▶ _Task objective_:
Restate every line of the data word for word, except for the images.

··· Material shown ···

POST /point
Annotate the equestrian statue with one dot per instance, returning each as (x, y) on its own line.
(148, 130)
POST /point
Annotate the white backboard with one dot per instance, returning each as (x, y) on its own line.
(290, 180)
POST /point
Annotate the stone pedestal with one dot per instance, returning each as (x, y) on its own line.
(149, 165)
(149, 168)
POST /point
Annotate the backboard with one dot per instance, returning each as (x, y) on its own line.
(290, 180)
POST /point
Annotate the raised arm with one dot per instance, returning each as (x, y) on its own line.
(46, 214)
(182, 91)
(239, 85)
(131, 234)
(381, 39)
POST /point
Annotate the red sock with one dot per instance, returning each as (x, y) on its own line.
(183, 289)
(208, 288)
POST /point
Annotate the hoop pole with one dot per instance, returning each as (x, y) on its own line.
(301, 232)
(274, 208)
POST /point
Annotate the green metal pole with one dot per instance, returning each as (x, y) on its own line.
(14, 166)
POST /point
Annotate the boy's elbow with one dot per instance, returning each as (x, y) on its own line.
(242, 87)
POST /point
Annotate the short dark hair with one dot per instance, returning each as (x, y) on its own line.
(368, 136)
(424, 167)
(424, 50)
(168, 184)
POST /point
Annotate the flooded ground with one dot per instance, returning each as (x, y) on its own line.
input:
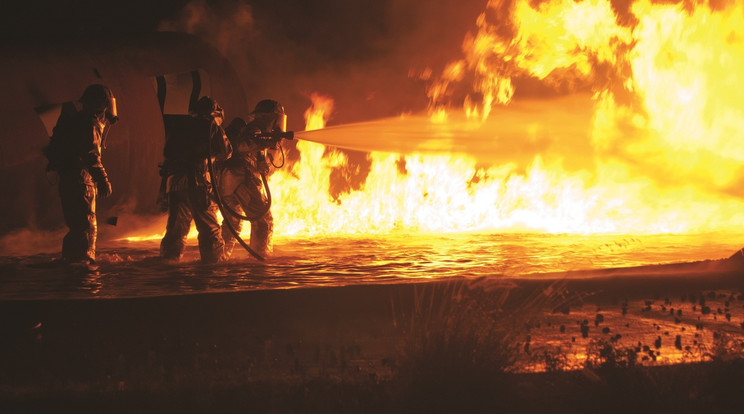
(131, 269)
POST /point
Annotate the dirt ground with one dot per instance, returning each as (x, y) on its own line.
(651, 338)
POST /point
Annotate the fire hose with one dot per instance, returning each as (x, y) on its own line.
(225, 209)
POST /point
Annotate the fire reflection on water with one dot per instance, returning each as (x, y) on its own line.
(132, 269)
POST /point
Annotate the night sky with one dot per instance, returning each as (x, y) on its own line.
(357, 52)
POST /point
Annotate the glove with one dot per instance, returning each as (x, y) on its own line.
(104, 188)
(262, 166)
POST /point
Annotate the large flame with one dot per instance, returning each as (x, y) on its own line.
(666, 142)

···

▶ _Output for this exercise_:
POST /point
Annotate the equestrian statue with one dot per instance, returning each as (x, y) on its own line.
(148, 130)
POST /point
Annotate the white backboard with one dot per instance, returning each as (x, y) on its own line.
(290, 180)
POST /point
Annotate the stone pedestal with one dot per instance, returning each as (x, y) on its own line.
(149, 165)
(149, 168)
POST /point
Annotate the backboard with one dot per instance, returning each as (x, y) on its own line.
(290, 180)
POST /point
Annotate the raised arm with one dot per instance, returning each as (x, y) on its own line.
(46, 214)
(182, 91)
(239, 85)
(131, 234)
(381, 39)
POST /point
Annotate the red sock with one dot per instance, returning each as (x, y) on its own line.
(183, 289)
(208, 288)
POST /point
Annotate the hoop pole with one dot per instance, returning each as (x, y) on its own line.
(301, 232)
(274, 208)
POST /point
Annotate the green metal pole with one dot per instance, returning each as (x, y) on its own line.
(14, 166)
POST /point
Annotate the boy's elbow with one dot per instance, returning each as (x, y) on its own line.
(242, 87)
POST /point
Annotate the short dark hair with one dot per instance, returning each as (x, y) on its own line.
(368, 136)
(424, 167)
(424, 50)
(168, 184)
POST /point
Annotate the flooded ground with one dot per instance, returning each as (x, y) on its own line.
input:
(131, 269)
POST /point
Annotate the dirt ground with one dot per instance, returning each as (x, y) on its own line.
(651, 338)
POST /point
Annotate the fire hose with one dot per instance, returning each as (x, y) on its own line.
(225, 209)
POST /point
Annotate the fire reflection on water with one dot per instance, returning each as (x, y) on its own line.
(132, 269)
POST /point
Annotate the night sky with one dot per instance, returning each as (x, y) on its own line.
(357, 52)
POST /point
Annotate the glove with one dot per instance, returning each as (x, y) on its own line.
(104, 188)
(262, 166)
POST /point
Annotate the large flame with one dot per instance, returning each as (x, y) on its own line.
(666, 142)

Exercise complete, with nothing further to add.